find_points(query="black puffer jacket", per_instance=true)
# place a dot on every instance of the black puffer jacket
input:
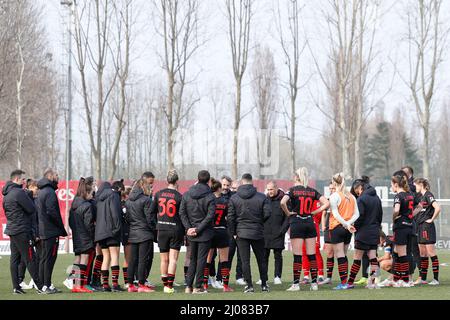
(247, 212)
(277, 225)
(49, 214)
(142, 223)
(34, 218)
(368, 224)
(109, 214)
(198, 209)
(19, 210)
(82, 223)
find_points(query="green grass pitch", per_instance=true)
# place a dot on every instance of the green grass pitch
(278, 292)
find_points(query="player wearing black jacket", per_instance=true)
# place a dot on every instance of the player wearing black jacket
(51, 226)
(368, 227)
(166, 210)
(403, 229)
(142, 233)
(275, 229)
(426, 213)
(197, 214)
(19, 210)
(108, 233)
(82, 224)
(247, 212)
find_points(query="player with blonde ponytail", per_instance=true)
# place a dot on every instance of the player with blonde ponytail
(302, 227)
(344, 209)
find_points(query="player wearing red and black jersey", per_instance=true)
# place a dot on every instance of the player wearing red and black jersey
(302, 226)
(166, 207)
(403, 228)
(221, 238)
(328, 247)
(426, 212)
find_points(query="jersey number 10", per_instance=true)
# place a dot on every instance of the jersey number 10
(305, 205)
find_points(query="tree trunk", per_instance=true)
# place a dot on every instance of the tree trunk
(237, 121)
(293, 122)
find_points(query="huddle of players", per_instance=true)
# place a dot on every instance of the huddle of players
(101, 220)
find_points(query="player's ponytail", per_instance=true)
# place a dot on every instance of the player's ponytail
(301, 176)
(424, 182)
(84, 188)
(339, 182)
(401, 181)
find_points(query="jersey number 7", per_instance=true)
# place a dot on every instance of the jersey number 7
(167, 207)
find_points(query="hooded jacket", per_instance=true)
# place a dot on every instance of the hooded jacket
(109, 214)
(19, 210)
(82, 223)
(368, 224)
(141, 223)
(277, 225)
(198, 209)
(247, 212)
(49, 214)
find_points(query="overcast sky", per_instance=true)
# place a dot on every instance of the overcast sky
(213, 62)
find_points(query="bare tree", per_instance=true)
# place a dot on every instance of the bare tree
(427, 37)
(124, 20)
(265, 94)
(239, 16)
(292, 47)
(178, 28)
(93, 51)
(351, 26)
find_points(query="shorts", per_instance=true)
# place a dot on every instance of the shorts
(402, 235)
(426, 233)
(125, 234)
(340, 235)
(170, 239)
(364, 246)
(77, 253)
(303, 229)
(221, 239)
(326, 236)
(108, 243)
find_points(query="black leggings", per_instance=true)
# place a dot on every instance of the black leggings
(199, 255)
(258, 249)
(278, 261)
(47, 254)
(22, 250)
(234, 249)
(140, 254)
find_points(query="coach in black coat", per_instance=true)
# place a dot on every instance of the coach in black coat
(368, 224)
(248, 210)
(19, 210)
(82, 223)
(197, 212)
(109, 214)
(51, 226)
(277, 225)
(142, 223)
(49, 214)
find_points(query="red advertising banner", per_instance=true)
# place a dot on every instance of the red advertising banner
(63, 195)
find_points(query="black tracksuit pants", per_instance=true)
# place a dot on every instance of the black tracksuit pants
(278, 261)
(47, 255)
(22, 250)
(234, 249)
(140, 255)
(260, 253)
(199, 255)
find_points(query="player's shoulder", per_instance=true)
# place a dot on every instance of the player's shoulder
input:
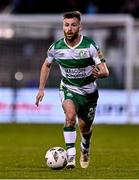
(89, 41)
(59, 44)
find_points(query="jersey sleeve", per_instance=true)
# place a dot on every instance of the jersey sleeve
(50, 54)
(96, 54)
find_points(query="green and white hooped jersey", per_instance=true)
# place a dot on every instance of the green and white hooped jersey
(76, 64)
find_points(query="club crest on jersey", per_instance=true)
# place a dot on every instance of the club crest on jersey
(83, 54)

● ● ● ● ● ● ●

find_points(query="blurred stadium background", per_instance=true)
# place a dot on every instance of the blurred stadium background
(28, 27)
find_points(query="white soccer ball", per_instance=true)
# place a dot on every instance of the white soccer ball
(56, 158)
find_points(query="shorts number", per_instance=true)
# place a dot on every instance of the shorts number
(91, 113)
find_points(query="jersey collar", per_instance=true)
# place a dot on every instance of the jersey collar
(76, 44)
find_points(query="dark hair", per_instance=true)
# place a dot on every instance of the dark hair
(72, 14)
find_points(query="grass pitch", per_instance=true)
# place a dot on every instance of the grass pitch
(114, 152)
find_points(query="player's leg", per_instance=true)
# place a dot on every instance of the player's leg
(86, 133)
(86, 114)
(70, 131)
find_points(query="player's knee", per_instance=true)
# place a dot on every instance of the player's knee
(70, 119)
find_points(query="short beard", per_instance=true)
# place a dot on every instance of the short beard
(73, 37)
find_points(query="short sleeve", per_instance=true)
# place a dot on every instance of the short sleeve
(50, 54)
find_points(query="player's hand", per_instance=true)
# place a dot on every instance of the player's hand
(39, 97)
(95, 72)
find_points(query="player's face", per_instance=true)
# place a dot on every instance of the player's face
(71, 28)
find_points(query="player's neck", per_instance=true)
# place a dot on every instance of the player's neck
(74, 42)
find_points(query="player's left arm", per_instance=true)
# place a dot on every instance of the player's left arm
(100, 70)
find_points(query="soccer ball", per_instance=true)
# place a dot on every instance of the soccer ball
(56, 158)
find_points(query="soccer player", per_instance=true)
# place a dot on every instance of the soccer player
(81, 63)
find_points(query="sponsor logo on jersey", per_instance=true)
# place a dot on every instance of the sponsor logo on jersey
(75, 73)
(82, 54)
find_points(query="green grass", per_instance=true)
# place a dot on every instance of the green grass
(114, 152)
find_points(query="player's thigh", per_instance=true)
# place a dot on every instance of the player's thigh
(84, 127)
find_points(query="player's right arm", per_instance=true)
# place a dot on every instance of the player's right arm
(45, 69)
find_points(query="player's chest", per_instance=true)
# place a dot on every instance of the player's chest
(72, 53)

● ● ● ● ● ● ●

What are the lines of the data above that include the string "shoulder"? Copy them.

find_points(query="player's shoulder", per_instance=true)
# place a dot on every instance of the player's shoulder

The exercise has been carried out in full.